# [Task item]
Please print the entries below exactly, from the line with "find the dog's snout" through the line with "find the yellow plastic crate", including both of those lines and leaving out all others.

Natural-language object grounding data:
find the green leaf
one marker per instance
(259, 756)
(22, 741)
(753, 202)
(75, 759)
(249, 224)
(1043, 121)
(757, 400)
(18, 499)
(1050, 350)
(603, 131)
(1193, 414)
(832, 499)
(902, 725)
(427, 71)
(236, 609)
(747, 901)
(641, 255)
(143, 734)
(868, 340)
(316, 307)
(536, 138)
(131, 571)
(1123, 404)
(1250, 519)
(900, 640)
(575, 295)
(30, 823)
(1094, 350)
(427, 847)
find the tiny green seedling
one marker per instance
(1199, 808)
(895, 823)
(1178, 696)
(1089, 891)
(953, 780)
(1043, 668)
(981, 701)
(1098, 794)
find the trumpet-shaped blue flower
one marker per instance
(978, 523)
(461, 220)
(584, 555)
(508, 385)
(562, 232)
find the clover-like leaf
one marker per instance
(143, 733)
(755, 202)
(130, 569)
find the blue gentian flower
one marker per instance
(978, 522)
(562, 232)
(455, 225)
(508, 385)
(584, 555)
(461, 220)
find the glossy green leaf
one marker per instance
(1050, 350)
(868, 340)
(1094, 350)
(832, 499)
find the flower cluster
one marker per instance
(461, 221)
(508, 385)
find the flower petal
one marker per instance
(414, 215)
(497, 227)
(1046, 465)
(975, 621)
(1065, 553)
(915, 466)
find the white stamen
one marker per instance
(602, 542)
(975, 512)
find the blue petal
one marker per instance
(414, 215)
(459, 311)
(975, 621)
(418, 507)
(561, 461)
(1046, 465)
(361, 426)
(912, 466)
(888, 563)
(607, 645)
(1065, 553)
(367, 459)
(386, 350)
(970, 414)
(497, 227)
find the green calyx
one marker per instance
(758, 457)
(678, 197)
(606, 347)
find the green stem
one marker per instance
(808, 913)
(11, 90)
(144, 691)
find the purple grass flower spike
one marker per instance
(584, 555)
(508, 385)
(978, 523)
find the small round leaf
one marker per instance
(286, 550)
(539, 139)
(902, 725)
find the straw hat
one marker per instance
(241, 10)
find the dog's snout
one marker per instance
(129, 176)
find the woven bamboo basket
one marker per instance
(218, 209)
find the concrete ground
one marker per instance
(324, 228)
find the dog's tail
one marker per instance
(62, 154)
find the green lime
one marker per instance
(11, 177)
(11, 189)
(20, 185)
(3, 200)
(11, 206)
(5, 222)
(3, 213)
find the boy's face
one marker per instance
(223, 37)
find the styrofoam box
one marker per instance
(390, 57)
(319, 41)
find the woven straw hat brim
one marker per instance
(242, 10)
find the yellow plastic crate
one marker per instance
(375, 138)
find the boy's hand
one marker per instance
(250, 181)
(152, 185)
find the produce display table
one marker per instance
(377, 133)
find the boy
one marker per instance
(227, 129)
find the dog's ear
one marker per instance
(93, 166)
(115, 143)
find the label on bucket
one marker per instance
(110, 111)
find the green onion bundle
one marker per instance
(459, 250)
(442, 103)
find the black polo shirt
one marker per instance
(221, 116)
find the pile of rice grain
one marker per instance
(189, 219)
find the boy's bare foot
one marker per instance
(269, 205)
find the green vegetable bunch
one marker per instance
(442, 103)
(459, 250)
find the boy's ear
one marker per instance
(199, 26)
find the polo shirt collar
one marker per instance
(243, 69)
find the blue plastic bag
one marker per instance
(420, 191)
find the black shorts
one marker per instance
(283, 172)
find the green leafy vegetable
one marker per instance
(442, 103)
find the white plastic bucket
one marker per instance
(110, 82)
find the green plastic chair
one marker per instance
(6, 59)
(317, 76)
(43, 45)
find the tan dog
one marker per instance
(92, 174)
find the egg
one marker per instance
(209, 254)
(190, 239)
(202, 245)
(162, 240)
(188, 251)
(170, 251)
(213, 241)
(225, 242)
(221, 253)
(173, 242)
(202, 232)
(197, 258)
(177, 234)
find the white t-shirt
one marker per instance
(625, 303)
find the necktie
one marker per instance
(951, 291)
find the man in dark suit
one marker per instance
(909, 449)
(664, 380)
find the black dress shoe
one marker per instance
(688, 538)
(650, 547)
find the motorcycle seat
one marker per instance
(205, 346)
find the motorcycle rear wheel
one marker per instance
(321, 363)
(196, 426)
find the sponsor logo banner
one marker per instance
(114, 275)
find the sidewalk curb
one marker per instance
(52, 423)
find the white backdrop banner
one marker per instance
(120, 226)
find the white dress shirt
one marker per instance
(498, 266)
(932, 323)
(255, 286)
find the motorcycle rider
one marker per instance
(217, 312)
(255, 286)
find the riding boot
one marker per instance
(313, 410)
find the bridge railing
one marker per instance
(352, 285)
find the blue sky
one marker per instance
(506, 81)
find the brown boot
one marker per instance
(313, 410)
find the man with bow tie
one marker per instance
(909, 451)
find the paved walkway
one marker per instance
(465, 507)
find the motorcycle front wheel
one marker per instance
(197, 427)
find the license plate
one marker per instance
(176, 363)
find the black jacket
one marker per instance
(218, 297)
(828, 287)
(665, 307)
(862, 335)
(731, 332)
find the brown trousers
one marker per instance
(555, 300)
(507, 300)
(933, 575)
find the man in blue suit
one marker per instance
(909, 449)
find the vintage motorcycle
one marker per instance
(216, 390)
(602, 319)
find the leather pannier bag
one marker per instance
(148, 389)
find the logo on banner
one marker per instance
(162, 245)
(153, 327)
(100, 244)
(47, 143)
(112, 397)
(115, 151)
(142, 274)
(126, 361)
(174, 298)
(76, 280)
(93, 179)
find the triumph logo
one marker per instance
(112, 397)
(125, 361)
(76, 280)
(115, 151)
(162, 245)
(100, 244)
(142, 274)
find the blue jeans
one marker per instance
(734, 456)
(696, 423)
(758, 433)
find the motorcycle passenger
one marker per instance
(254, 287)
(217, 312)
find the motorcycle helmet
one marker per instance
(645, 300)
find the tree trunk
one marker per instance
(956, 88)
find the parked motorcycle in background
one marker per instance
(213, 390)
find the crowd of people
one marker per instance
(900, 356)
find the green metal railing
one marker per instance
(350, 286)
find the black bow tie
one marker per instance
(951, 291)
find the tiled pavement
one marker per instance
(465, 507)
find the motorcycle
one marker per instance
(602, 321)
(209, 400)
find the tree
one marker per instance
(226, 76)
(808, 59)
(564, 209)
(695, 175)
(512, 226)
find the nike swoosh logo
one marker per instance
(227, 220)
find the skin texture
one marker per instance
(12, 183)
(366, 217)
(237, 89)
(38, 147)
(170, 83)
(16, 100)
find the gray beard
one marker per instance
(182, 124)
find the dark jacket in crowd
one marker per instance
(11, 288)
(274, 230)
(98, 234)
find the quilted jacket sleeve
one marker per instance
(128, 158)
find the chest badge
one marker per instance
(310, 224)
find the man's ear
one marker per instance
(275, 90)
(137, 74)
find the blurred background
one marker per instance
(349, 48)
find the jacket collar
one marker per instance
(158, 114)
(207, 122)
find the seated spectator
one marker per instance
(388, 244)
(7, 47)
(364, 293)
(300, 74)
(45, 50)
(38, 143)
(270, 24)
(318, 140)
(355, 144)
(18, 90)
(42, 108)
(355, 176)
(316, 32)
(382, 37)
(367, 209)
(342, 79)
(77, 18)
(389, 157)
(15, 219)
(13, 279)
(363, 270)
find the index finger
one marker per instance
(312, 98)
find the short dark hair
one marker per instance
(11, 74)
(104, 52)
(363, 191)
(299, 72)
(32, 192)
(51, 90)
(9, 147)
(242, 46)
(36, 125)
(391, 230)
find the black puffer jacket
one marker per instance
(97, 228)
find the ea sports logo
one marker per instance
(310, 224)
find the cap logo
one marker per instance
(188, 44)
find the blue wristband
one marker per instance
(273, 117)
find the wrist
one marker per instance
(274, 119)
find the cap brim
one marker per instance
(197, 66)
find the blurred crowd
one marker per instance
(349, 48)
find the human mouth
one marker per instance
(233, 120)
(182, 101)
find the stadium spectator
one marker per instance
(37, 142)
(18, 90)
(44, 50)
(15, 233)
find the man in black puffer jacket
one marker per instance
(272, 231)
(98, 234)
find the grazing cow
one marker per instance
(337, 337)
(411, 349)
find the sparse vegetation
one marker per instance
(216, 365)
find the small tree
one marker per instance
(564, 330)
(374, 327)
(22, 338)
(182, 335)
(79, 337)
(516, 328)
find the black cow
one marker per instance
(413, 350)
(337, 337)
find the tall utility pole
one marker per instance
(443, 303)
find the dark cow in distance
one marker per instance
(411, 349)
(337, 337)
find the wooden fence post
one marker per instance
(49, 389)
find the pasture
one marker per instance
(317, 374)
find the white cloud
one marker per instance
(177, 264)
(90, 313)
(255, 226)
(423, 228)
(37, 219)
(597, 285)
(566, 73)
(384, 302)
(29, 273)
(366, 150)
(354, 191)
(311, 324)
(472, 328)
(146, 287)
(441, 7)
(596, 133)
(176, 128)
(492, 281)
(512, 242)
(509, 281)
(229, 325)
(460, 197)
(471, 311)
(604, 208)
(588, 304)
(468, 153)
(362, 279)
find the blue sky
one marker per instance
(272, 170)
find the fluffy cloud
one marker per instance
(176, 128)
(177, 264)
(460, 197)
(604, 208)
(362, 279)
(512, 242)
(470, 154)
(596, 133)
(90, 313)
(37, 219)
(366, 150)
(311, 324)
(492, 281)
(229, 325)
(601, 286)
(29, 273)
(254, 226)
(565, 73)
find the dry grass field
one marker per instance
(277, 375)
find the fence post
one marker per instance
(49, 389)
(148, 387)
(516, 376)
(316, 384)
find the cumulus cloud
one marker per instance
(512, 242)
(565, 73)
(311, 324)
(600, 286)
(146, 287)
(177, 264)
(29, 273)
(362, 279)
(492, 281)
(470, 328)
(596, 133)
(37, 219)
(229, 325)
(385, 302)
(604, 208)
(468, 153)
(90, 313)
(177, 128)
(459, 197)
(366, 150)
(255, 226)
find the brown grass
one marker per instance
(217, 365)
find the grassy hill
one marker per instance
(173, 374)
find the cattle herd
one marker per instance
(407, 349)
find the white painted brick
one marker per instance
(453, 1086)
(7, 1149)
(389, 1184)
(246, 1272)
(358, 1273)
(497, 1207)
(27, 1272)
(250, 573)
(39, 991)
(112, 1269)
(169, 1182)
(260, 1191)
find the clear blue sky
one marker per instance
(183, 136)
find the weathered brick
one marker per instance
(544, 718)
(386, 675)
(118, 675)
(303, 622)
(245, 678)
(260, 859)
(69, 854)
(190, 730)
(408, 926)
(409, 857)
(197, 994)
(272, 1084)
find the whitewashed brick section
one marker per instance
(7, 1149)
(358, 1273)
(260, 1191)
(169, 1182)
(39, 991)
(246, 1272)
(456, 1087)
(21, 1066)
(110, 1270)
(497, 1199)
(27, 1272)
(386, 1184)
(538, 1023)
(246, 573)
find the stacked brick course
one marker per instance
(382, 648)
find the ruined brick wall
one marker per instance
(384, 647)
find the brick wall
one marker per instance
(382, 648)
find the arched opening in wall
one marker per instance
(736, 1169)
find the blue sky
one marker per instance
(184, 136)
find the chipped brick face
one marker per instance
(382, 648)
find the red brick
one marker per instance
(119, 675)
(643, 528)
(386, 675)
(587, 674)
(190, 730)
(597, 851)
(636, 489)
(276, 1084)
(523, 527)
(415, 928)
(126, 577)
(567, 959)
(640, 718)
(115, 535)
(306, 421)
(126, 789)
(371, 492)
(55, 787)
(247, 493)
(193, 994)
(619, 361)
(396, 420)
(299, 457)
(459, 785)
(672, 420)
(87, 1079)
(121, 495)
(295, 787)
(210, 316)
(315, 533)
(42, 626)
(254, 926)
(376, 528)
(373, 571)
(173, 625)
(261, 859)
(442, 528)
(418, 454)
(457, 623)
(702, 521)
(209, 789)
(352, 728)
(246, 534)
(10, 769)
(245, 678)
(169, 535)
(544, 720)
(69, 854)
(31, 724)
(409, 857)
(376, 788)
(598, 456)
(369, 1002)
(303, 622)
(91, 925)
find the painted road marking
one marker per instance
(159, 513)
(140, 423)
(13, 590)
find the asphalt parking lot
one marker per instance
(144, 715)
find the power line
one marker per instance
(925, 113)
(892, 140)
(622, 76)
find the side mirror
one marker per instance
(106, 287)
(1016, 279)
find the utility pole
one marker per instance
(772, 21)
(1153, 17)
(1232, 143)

# [Response for this exercise]
find the dog's snout
one marker per instance
(129, 176)
find the woven bamboo basket
one marker per instance
(218, 209)
find the concrete ground
one marker per instance
(324, 228)
find the dog's tail
one marker per instance
(62, 154)
find the green lime
one marker per instance
(11, 177)
(11, 189)
(20, 185)
(3, 200)
(11, 206)
(5, 222)
(3, 213)
find the boy's face
one marker per instance
(223, 37)
find the styrofoam box
one marker per instance
(390, 57)
(319, 41)
find the woven straw hat brim
one marker per instance
(242, 10)
find the yellow plastic crate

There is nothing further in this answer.